--- Start of SUPPLIED RECORDS ---
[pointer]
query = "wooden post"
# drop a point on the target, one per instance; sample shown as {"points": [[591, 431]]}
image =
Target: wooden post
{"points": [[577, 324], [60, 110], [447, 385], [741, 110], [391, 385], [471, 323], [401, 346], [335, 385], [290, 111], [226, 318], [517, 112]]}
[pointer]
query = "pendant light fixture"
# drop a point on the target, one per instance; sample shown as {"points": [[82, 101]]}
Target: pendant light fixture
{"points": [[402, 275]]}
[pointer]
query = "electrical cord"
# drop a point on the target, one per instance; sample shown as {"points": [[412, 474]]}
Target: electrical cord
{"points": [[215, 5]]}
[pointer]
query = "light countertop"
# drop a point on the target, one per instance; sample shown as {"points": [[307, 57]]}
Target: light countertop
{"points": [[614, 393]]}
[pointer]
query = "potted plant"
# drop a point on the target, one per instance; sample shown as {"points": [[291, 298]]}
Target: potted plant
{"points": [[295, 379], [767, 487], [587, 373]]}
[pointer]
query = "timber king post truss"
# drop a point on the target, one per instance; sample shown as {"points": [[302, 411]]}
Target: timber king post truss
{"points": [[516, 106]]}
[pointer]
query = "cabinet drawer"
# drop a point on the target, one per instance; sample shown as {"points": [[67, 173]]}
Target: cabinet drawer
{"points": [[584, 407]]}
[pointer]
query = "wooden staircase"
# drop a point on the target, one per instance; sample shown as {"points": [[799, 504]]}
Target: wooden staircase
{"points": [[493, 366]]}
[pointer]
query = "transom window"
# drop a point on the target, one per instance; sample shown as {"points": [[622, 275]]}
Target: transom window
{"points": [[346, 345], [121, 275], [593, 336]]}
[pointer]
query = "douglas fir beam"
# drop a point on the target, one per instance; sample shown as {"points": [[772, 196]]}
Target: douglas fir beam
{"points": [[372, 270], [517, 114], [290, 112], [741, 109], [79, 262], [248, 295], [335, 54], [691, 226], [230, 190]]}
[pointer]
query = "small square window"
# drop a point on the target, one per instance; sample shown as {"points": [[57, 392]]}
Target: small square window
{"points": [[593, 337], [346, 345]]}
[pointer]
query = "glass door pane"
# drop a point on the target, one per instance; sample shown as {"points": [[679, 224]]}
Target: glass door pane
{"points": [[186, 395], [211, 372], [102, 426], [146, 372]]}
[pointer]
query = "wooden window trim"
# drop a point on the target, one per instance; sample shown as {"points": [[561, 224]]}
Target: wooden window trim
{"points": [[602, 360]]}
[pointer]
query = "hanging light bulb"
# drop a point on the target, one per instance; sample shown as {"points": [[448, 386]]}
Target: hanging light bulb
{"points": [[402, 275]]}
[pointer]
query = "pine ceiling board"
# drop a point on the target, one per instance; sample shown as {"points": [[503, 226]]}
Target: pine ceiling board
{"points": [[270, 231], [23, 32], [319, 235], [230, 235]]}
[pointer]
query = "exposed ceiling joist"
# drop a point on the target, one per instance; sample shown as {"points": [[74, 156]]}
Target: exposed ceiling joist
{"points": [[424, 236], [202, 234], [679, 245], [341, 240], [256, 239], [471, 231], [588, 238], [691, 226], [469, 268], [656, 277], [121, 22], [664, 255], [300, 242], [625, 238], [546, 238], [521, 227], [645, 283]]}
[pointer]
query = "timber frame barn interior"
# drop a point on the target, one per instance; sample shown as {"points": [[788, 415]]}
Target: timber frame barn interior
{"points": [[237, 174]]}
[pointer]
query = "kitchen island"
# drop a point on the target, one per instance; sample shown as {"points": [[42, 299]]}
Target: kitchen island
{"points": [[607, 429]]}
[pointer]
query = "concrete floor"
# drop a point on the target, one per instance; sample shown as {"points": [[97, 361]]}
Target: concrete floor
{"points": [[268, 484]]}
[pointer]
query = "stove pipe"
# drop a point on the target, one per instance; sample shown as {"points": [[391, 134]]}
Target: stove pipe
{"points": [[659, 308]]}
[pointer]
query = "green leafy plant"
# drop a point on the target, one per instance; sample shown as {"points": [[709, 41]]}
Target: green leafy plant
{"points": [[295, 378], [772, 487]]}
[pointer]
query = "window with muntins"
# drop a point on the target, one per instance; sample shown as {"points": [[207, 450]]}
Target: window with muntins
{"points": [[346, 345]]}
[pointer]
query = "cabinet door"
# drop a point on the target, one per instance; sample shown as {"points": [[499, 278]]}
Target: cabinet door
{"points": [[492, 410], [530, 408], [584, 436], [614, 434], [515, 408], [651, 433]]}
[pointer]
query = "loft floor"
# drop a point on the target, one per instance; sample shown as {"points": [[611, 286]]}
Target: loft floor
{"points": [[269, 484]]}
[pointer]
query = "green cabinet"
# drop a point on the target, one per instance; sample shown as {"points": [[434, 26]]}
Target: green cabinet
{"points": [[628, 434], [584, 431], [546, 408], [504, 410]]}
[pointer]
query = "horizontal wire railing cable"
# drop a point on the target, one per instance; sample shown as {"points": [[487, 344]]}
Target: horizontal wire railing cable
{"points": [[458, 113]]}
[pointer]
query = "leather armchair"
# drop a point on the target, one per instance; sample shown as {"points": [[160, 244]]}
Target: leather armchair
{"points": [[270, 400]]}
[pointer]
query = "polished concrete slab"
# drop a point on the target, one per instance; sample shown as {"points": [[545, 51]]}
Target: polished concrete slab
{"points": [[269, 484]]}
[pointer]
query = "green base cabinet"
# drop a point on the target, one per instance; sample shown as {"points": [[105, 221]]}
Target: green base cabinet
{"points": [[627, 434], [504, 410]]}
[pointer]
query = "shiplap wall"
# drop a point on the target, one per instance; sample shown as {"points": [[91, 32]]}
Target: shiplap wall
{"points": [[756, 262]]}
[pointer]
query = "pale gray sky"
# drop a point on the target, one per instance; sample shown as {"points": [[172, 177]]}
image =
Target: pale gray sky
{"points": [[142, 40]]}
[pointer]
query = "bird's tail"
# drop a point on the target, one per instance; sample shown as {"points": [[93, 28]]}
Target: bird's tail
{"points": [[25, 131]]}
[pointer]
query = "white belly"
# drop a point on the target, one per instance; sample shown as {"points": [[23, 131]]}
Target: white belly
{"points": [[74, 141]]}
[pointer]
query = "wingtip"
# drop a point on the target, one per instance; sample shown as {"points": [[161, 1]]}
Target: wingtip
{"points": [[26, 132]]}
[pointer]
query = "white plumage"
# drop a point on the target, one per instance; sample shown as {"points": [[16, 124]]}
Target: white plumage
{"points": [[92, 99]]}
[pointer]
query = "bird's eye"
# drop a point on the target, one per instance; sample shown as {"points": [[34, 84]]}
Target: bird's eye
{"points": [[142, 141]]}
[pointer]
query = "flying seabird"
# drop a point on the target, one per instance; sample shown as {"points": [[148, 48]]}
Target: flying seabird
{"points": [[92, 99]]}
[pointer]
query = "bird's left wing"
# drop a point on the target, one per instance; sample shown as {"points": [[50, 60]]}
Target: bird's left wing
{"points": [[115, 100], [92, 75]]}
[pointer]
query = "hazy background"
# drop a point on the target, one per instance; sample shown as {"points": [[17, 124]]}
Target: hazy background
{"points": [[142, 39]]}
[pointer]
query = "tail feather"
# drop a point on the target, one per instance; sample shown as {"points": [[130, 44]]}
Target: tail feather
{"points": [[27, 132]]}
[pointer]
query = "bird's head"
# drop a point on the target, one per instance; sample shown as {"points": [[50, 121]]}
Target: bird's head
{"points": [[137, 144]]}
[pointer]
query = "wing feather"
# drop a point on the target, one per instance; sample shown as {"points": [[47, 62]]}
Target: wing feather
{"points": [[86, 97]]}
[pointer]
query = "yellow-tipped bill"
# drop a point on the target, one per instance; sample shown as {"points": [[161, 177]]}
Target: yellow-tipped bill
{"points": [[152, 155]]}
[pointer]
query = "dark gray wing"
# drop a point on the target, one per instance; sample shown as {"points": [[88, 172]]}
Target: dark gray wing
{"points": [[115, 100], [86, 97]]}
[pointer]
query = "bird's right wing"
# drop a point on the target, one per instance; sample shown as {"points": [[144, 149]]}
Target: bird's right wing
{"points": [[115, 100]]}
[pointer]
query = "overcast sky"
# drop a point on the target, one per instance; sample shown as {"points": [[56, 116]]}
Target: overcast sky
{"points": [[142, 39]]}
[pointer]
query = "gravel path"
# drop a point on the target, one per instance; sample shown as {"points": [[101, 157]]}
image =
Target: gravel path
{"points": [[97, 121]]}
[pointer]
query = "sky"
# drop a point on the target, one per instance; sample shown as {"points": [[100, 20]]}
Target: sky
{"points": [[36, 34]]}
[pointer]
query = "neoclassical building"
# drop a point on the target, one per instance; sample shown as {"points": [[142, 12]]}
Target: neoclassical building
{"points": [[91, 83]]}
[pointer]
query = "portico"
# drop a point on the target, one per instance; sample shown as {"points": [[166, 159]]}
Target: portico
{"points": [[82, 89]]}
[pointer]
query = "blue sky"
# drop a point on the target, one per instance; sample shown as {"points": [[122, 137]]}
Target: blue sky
--- End of SUPPLIED RECORDS ---
▶ **WRITTEN PROBLEM**: Count the lines above that contain the string "tail". Give only the number.

▶ **TASK OUTPUT**: 4